**** DATASET ****

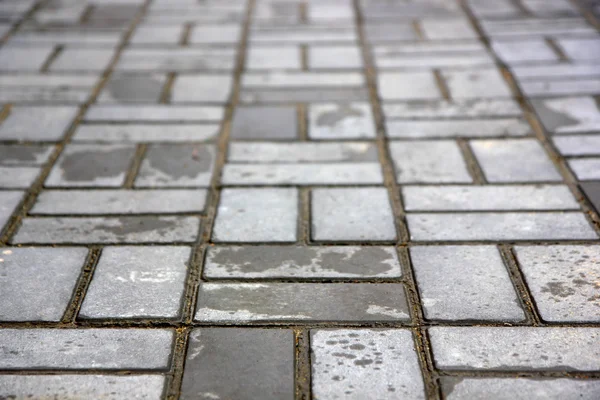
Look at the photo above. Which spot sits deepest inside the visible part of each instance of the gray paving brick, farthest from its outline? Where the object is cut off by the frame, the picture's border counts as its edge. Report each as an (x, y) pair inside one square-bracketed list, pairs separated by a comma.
[(91, 165), (563, 281), (488, 198), (365, 363), (352, 215), (108, 230), (239, 364), (41, 348), (177, 165), (340, 121), (481, 83), (155, 113), (109, 387), (97, 202), (516, 348), (23, 123), (135, 88), (267, 123), (408, 86), (37, 283), (301, 262), (245, 302), (457, 128), (136, 133), (202, 88), (500, 226), (429, 161), (514, 160), (24, 155), (465, 283), (257, 215), (137, 282), (568, 115)]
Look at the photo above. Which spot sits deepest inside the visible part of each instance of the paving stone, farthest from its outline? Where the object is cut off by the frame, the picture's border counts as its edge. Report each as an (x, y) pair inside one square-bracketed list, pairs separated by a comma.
[(516, 348), (91, 165), (176, 59), (202, 88), (155, 113), (146, 133), (429, 161), (137, 282), (407, 86), (23, 123), (563, 281), (476, 84), (301, 262), (108, 230), (98, 202), (520, 388), (239, 364), (109, 387), (24, 155), (272, 123), (37, 283), (273, 57), (457, 128), (17, 177), (488, 198), (41, 348), (257, 215), (340, 121), (171, 165), (462, 108), (351, 214), (500, 226), (465, 283), (568, 115), (365, 363), (254, 302), (78, 59), (136, 88), (334, 57), (579, 145), (514, 160)]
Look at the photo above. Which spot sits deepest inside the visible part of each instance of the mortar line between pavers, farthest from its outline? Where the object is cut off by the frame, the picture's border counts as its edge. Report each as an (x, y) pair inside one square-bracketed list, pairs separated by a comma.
[(196, 264), (34, 189), (553, 154)]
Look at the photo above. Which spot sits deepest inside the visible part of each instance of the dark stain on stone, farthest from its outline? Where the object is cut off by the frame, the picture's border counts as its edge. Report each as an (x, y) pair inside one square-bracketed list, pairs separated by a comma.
[(332, 118)]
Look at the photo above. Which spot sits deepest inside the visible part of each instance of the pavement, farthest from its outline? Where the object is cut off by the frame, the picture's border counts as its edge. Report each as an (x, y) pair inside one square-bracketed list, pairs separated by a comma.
[(299, 199)]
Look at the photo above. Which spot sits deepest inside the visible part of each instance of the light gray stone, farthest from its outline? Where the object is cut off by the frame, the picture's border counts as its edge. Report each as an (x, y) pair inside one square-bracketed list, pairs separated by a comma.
[(98, 202), (488, 198), (563, 281), (351, 214), (257, 215), (47, 348), (255, 302), (37, 283), (340, 121), (24, 122), (302, 262), (514, 160), (429, 161), (520, 388), (516, 348), (500, 226), (365, 363), (137, 282), (244, 364), (108, 230), (465, 283)]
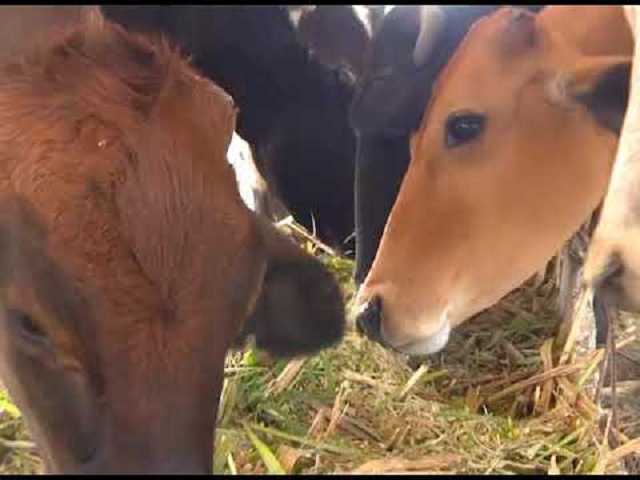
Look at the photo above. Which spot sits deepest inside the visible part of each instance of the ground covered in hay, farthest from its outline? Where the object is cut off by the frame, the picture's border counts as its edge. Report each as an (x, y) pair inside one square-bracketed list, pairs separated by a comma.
[(502, 398)]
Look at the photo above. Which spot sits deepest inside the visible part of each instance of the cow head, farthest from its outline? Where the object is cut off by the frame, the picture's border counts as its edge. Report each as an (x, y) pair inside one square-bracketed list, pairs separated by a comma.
[(128, 262), (504, 169)]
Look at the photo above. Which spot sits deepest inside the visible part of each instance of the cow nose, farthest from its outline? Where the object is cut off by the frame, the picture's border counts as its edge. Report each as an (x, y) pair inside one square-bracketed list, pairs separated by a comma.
[(607, 289), (369, 319)]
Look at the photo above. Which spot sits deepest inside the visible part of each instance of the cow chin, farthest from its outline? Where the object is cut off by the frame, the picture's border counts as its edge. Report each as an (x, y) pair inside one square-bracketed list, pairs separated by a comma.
[(424, 346)]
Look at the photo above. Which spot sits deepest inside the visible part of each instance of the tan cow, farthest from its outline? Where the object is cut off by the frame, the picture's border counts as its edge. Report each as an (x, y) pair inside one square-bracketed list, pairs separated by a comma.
[(129, 264), (513, 154), (613, 262)]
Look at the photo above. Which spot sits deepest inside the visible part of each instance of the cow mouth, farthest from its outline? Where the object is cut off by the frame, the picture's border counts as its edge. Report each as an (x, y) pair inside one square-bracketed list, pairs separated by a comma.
[(428, 345)]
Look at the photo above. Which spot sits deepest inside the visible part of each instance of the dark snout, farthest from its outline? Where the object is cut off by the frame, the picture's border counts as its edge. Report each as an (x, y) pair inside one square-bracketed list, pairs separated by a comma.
[(380, 167), (369, 320)]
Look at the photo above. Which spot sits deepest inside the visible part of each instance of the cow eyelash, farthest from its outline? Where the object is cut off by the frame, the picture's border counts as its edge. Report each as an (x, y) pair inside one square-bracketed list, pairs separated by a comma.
[(462, 127)]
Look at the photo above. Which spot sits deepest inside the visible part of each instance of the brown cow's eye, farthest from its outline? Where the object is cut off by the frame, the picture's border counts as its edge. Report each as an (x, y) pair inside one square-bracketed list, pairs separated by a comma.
[(26, 325), (462, 127)]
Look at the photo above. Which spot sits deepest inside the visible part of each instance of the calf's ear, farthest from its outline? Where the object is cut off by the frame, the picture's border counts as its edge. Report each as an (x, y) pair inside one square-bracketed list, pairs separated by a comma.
[(601, 85), (300, 309)]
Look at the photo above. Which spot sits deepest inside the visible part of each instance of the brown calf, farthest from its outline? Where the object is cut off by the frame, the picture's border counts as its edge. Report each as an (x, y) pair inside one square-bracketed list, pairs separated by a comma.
[(512, 156), (128, 262)]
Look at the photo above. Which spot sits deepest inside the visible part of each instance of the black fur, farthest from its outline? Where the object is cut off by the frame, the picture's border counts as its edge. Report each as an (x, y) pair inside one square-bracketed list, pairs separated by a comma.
[(292, 110)]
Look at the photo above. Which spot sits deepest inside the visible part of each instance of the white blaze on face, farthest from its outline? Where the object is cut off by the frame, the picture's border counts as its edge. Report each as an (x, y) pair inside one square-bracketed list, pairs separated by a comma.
[(240, 158)]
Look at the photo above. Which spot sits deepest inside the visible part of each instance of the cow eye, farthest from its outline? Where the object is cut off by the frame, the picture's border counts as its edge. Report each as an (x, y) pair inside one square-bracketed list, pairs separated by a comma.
[(27, 326), (463, 127)]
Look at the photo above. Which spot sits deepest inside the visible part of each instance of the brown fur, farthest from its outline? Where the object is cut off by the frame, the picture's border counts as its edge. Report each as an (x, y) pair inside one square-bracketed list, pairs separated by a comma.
[(115, 149), (473, 222)]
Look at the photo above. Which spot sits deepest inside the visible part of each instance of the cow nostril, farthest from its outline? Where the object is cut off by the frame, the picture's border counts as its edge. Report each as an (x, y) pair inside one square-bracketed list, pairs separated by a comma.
[(370, 318)]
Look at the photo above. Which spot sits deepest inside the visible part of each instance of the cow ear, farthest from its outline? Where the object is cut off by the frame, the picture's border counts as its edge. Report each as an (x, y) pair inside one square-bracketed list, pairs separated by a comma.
[(602, 87), (300, 309)]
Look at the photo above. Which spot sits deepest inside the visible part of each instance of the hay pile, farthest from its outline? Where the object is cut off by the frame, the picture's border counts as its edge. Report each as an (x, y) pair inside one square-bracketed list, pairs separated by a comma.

****

** YOUR TASK **
Rewrite the items between the line holding "the pavement, farthest" and the line holding "230), (465, 283)]", inclusive, requests and all, and multiply every point coordinate in the answers by 2.5, rounding to whole numbers with halves going up. Give only those lines.

** RESULT **
Look at the photo above. Which spot sits deepest inside the visible part of each instance of the pavement, farthest from its outline? Where the object is cut off by the frame, the picture's border counts as its edge. Report each as an (x, y) pair inside one square-bracketed list, pairs separated by a comma.
[(748, 498)]
Look at the photo above. Which spot sits deepest inside the visible part of each instance of the light gray stone, farthest from its outline? Where the object is cut off by the frame, the picture's border counts as its edge. Report each as an (x, y) pair inside one square-bracketed list, pairs separated by a comma.
[(245, 505), (1220, 495), (1408, 703), (878, 535), (643, 538), (118, 870), (638, 755), (93, 708), (850, 303), (60, 305), (755, 655), (1285, 400), (1073, 403), (1300, 970), (1290, 870), (1250, 565), (913, 908), (343, 705), (610, 910), (270, 575), (1163, 708)]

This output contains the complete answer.